- _Text excerpt_:
>>>

- Born: 15 June 1899 Charbonnières-les-Bains, Lyon, France
- Died: 13 April 1982 (aged 82) Paris, France
- Occupations: Engineer, politician

= Georges Villiers =

French mining engineer

Georges Villiers (15 June 1899 – 13 April 1982) was a French mining engineer who was mayor of Lyon during World War II (1939–45), then was deported to Dachau.
After the war for many years he was head of the national employers association.

==Early years==

Georges Villiers was born in Charbonnières-les-Bains, Lyon, on 15 June 1899.
He attended the Lycée Ampère and the Lycée Parc for his secondary education, and then student at the École des mines of Saint-Étienne.
He joined the Société de Constructions métalliques Derobert et Cie as a research engineer.
He was made director of its successor, the Société Constructions métalliques et Entreprises.
This was a family firm with 700 workers, large in comparison to most French companies at the time.

<<<

- _Given data_:
>>>

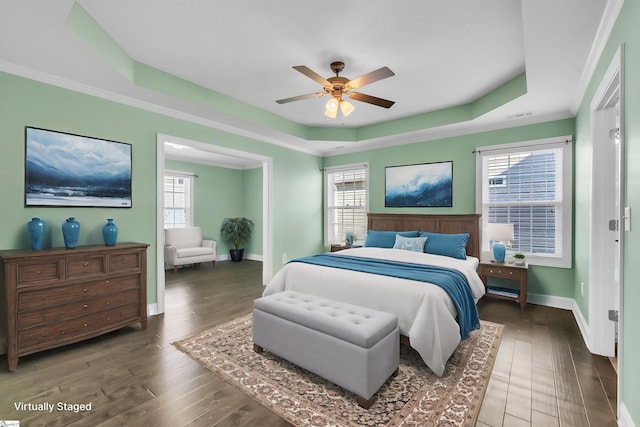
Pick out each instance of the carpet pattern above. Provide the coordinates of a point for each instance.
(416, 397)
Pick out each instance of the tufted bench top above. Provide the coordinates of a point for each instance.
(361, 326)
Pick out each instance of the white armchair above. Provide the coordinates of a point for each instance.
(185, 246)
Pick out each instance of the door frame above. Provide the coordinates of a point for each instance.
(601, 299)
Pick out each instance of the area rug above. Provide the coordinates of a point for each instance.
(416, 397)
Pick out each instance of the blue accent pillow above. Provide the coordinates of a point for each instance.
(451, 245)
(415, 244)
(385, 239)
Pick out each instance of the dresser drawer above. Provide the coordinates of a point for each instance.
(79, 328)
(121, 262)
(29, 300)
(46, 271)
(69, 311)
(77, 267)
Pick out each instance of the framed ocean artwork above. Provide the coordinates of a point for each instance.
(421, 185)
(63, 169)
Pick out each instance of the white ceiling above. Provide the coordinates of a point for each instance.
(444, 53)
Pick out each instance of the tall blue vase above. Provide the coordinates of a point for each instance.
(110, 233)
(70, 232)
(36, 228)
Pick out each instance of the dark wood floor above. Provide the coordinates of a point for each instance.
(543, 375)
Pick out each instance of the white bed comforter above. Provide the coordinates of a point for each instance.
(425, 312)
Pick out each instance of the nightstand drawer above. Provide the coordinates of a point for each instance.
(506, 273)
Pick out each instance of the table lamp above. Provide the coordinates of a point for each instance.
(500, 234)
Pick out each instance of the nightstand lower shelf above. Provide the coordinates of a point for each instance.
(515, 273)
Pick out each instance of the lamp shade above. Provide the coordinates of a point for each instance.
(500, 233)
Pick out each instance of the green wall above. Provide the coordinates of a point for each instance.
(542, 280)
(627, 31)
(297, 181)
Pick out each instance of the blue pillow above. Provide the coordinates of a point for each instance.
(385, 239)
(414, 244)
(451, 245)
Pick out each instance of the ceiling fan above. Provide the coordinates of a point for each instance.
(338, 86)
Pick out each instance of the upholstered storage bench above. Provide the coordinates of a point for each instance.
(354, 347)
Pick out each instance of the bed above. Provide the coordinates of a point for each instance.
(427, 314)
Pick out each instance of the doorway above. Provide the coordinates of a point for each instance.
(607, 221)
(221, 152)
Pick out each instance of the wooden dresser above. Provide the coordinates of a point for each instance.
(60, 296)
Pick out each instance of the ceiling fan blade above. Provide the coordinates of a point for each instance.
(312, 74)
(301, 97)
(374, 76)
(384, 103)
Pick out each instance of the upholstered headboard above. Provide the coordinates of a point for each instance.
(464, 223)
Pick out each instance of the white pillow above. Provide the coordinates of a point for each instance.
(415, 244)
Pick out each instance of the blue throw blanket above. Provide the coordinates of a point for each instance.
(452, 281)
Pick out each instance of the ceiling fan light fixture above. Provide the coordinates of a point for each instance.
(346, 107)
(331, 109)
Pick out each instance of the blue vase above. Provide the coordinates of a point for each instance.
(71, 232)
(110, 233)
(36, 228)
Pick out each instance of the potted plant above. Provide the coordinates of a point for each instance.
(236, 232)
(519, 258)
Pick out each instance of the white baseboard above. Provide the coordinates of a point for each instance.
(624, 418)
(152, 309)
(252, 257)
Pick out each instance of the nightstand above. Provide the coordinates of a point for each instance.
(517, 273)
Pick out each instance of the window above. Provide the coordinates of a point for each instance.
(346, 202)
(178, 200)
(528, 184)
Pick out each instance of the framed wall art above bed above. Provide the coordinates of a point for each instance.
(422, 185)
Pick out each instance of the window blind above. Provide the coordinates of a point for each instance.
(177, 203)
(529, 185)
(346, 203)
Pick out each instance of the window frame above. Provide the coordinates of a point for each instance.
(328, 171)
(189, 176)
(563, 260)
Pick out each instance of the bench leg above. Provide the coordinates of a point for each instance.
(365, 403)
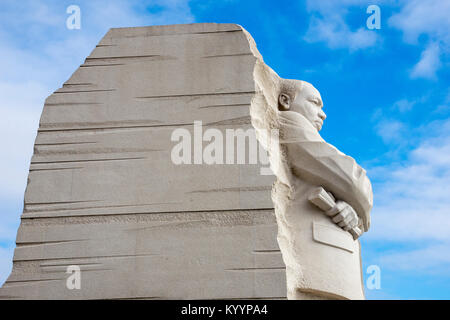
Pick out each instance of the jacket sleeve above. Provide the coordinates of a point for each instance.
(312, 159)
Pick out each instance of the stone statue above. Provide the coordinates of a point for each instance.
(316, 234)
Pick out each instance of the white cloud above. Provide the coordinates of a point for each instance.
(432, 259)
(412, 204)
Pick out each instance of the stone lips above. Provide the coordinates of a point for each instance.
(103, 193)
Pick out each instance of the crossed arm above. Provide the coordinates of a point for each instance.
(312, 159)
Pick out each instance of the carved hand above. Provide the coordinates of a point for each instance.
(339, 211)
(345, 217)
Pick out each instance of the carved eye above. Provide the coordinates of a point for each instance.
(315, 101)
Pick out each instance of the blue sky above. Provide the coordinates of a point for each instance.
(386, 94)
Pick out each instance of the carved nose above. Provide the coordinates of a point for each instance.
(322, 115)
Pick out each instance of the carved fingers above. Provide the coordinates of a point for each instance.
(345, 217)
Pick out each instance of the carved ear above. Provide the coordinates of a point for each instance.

<<<

- _Requirement 1_:
Answer these questions from the Georges Villiers biography:
(a) In what city did Villiers die?
(b) Which school in Saint-Étienne did he attend after his secondary education?
(c) How many workers did the family firm he directed have?
- _Requirement 2_: Quote the stretch of the Georges Villiers biography from "Georges Villiers (15" through "mines of Saint-Étienne.".
- _Requirement 3_: Write what comes next in the Georges Villiers biography, picking up after its final sentence.

- _Exercise response 1_:
(a) Paris, France
(b) The École des mines
(c) 700

- _Exercise response 2_:
Georges Villiers (15 June 1899 – 13 April 1982) was a French mining engineer who was mayor of Lyon during World War II (1939–45), then was deported to Dachau.
After the war for many years he was head of the national employers association.

==Early years==

Georges Villiers was born in Charbonnières-les-Bains, Lyon, on 15 June 1899.
He attended the Lycée Ampère and the Lycée Parc for his secondary education, and then student at the École des mines of Saint-Étienne.

- _Exercise response 3_:
In 1936 he was appointed president of the Chambre syndicale de la métallurgie du Rhône.

==World War II==

During World War II, Édouard Herriot was dismissed from his office as mayor of Lyon.
In May 1941 Villiers went to Vichy to defend the independence of the Lyon city council.
François Darlan assured him it would be maintained, and offered him the position of mayor.
Villiers consulted with Herriot and then accepted.
As mayor he protected Resistance fighters and Jews.
Later, after the French zone libre was occupied by the Germans, on 10 November 1942 Vichy removed the many elements hostile to the Germans from the city council, including Villiers.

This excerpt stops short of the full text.